INSTRUCTIONS FOR THE TASK:
Output the line that contains "mark: the girl's ruffled skirt" and every line after it to the end of the entries, with nothing added or left out.

DATA EXCERPTS:
+++++

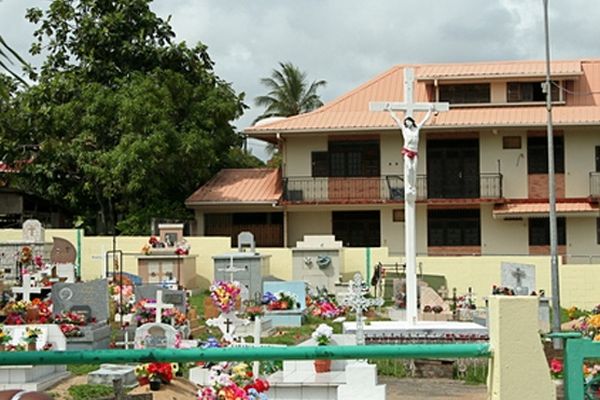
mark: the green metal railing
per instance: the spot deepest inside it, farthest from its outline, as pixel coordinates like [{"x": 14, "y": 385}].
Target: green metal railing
[
  {"x": 422, "y": 351},
  {"x": 577, "y": 350}
]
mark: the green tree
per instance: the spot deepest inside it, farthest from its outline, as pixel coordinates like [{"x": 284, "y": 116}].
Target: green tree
[
  {"x": 124, "y": 123},
  {"x": 289, "y": 93}
]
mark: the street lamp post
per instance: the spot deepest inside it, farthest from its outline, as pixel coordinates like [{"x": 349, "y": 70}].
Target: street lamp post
[{"x": 552, "y": 191}]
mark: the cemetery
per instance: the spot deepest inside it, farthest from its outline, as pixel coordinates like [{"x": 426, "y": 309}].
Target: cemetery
[{"x": 428, "y": 234}]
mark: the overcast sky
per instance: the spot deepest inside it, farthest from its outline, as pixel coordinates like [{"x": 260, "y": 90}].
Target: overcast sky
[{"x": 347, "y": 42}]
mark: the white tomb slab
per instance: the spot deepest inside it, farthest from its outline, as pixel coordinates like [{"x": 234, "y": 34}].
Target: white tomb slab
[{"x": 34, "y": 377}]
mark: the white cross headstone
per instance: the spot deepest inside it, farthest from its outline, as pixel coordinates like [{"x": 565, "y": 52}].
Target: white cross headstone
[
  {"x": 410, "y": 133},
  {"x": 356, "y": 300},
  {"x": 26, "y": 290},
  {"x": 159, "y": 306},
  {"x": 227, "y": 324}
]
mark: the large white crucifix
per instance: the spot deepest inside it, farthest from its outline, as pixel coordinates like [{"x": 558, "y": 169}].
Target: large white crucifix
[
  {"x": 159, "y": 306},
  {"x": 26, "y": 289},
  {"x": 410, "y": 133}
]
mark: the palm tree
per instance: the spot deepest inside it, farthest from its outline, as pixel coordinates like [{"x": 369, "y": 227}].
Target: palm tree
[{"x": 289, "y": 93}]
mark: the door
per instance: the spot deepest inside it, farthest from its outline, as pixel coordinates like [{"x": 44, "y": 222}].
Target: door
[{"x": 453, "y": 169}]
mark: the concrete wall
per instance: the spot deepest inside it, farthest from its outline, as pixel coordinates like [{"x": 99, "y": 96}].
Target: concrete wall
[{"x": 578, "y": 282}]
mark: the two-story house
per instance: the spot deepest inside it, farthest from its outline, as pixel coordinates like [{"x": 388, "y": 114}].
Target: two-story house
[{"x": 482, "y": 184}]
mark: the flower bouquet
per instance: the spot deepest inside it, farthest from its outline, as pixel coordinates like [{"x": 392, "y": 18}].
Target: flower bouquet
[
  {"x": 322, "y": 335},
  {"x": 225, "y": 295},
  {"x": 233, "y": 381}
]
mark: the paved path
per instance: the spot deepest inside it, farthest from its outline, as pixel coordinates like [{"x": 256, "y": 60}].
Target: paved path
[{"x": 417, "y": 389}]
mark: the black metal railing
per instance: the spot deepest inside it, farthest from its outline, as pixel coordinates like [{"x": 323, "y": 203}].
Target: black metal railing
[
  {"x": 595, "y": 184},
  {"x": 382, "y": 188}
]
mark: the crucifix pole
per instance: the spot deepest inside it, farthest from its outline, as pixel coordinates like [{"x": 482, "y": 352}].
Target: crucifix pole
[{"x": 410, "y": 133}]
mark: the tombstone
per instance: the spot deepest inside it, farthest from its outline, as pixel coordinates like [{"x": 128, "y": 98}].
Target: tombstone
[
  {"x": 178, "y": 298},
  {"x": 291, "y": 317},
  {"x": 248, "y": 268},
  {"x": 34, "y": 377},
  {"x": 33, "y": 232},
  {"x": 318, "y": 261},
  {"x": 519, "y": 277},
  {"x": 156, "y": 335},
  {"x": 90, "y": 299}
]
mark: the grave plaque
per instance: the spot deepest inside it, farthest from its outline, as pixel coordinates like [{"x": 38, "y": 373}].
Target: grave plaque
[
  {"x": 519, "y": 277},
  {"x": 93, "y": 294}
]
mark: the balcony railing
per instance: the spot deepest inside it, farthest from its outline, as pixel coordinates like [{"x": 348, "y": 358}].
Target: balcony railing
[
  {"x": 382, "y": 188},
  {"x": 595, "y": 184}
]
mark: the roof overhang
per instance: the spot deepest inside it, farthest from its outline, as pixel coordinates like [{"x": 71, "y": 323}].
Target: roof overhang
[{"x": 542, "y": 210}]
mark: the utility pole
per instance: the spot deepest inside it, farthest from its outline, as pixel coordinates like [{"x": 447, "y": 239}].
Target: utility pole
[{"x": 552, "y": 192}]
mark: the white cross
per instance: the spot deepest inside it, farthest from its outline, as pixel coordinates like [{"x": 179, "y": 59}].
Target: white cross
[
  {"x": 27, "y": 290},
  {"x": 231, "y": 269},
  {"x": 410, "y": 180},
  {"x": 159, "y": 305},
  {"x": 355, "y": 299}
]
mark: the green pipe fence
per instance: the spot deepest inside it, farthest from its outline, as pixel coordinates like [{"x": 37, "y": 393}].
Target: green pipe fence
[{"x": 466, "y": 350}]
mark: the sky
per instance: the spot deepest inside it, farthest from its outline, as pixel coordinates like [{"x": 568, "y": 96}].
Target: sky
[{"x": 347, "y": 42}]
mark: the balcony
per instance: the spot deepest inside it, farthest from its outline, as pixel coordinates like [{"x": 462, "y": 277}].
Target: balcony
[
  {"x": 380, "y": 189},
  {"x": 595, "y": 185}
]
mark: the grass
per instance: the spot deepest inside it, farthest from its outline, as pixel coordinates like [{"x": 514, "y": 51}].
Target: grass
[
  {"x": 82, "y": 369},
  {"x": 89, "y": 392}
]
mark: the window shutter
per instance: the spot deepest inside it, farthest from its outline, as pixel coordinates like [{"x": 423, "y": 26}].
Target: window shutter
[{"x": 320, "y": 164}]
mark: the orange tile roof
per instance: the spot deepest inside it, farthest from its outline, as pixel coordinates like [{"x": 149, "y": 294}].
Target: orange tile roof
[
  {"x": 252, "y": 186},
  {"x": 351, "y": 111},
  {"x": 542, "y": 209}
]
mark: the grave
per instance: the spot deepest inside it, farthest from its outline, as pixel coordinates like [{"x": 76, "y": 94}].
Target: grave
[
  {"x": 249, "y": 268},
  {"x": 318, "y": 260},
  {"x": 109, "y": 372},
  {"x": 165, "y": 265},
  {"x": 298, "y": 379},
  {"x": 33, "y": 236},
  {"x": 34, "y": 377},
  {"x": 291, "y": 317},
  {"x": 90, "y": 299}
]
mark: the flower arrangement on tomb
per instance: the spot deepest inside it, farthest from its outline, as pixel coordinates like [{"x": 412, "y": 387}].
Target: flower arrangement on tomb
[
  {"x": 233, "y": 381},
  {"x": 280, "y": 301},
  {"x": 322, "y": 335},
  {"x": 155, "y": 371},
  {"x": 324, "y": 306},
  {"x": 21, "y": 312},
  {"x": 225, "y": 295}
]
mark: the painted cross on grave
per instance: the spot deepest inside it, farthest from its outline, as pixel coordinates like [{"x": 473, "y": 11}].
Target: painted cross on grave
[
  {"x": 356, "y": 300},
  {"x": 26, "y": 289},
  {"x": 227, "y": 323},
  {"x": 159, "y": 306},
  {"x": 410, "y": 133}
]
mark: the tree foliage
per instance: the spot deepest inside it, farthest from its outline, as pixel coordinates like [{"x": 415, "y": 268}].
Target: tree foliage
[
  {"x": 124, "y": 121},
  {"x": 289, "y": 93}
]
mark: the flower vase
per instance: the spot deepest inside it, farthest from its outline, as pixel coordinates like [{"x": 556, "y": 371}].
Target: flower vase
[
  {"x": 322, "y": 366},
  {"x": 155, "y": 385}
]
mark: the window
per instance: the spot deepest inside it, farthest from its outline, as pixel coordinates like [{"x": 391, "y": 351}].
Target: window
[
  {"x": 537, "y": 155},
  {"x": 539, "y": 231},
  {"x": 528, "y": 92},
  {"x": 357, "y": 228},
  {"x": 359, "y": 158},
  {"x": 511, "y": 142},
  {"x": 465, "y": 93},
  {"x": 453, "y": 227}
]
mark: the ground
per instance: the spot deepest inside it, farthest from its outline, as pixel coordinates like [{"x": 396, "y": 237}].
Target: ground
[{"x": 397, "y": 389}]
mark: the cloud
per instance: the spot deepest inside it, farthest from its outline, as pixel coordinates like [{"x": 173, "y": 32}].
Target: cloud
[{"x": 347, "y": 42}]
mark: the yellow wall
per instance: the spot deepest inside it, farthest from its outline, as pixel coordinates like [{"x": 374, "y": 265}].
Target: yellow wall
[
  {"x": 579, "y": 283},
  {"x": 580, "y": 160}
]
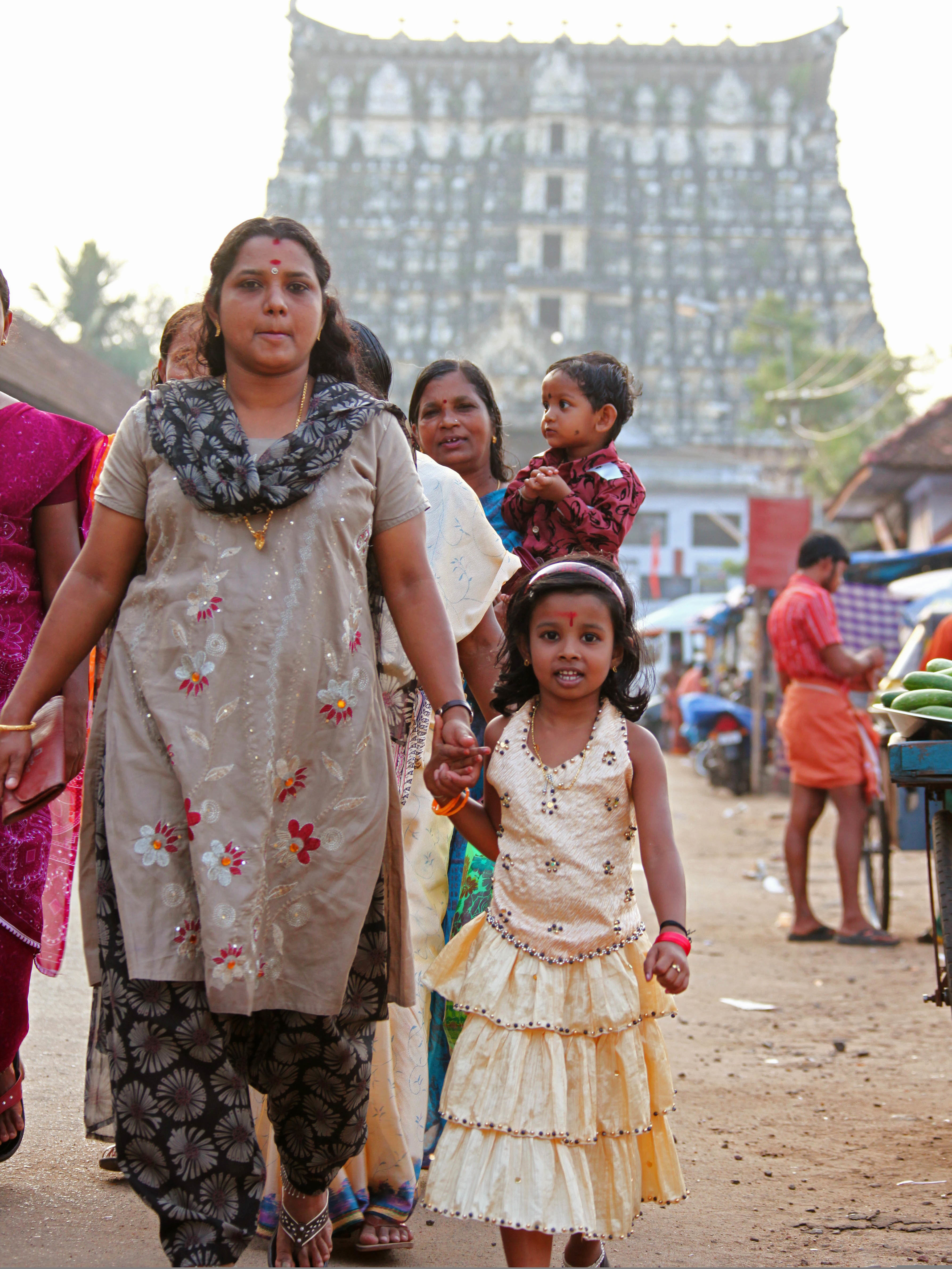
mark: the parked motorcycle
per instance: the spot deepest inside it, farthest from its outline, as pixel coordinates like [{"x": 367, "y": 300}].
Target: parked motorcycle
[{"x": 719, "y": 731}]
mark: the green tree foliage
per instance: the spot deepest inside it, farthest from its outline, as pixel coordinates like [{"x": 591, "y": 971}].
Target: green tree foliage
[
  {"x": 124, "y": 330},
  {"x": 846, "y": 399}
]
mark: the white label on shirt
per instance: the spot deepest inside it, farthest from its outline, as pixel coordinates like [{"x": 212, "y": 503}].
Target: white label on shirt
[{"x": 607, "y": 471}]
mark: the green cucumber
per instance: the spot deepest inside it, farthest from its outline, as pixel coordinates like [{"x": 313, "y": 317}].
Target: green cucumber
[
  {"x": 914, "y": 701},
  {"x": 922, "y": 681}
]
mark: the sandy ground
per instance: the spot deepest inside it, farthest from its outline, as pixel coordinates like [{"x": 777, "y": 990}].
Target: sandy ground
[{"x": 795, "y": 1153}]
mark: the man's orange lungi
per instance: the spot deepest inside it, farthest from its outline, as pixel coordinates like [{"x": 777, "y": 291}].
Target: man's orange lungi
[{"x": 830, "y": 743}]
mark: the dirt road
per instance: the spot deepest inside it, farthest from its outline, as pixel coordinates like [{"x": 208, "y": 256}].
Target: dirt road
[{"x": 815, "y": 1135}]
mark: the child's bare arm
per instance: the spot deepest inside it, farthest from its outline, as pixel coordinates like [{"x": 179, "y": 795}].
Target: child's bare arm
[
  {"x": 659, "y": 856},
  {"x": 478, "y": 821}
]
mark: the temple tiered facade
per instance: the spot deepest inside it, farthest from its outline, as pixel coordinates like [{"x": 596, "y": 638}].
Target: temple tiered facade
[{"x": 514, "y": 202}]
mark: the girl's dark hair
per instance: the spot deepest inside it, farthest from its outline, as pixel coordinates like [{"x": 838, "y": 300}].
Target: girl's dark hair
[
  {"x": 449, "y": 366},
  {"x": 603, "y": 381},
  {"x": 517, "y": 681},
  {"x": 333, "y": 353},
  {"x": 376, "y": 362},
  {"x": 188, "y": 317}
]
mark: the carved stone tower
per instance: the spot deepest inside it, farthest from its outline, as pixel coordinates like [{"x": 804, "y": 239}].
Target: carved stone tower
[{"x": 516, "y": 202}]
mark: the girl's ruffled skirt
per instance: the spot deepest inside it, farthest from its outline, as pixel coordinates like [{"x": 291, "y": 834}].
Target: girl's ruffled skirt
[{"x": 558, "y": 1093}]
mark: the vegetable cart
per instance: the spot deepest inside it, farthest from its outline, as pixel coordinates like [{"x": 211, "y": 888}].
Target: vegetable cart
[{"x": 927, "y": 764}]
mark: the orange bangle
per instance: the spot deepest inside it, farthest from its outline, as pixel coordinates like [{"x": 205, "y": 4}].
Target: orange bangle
[{"x": 452, "y": 808}]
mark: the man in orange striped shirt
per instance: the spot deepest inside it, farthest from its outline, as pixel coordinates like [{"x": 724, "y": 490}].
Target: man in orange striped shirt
[{"x": 831, "y": 747}]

+++++

TASK ANSWER:
mark: the girl's ruffled skirt
per instance: the spot deepest inside it, farthest from its outline, as pixel coordinates like [{"x": 291, "y": 834}].
Target: girl's ruffled skirt
[{"x": 558, "y": 1093}]
mark: the vegetable cart
per instance: the spot deepest inside it, farthest from its outline, as pixel coordinates like [{"x": 211, "y": 888}].
Target: vegetable cart
[{"x": 927, "y": 764}]
mark: the orange bangle
per instance: the spot deepest inside it, farthest from its outline, as pixel coordinates like [{"x": 205, "y": 4}].
Target: orange bangle
[{"x": 452, "y": 808}]
mark: the man in orange striped shirt
per instance: the spot deepest inside it, farthest from its outline, as pixel coordinates like [{"x": 724, "y": 490}].
Target: man in orange striped shirt
[{"x": 831, "y": 747}]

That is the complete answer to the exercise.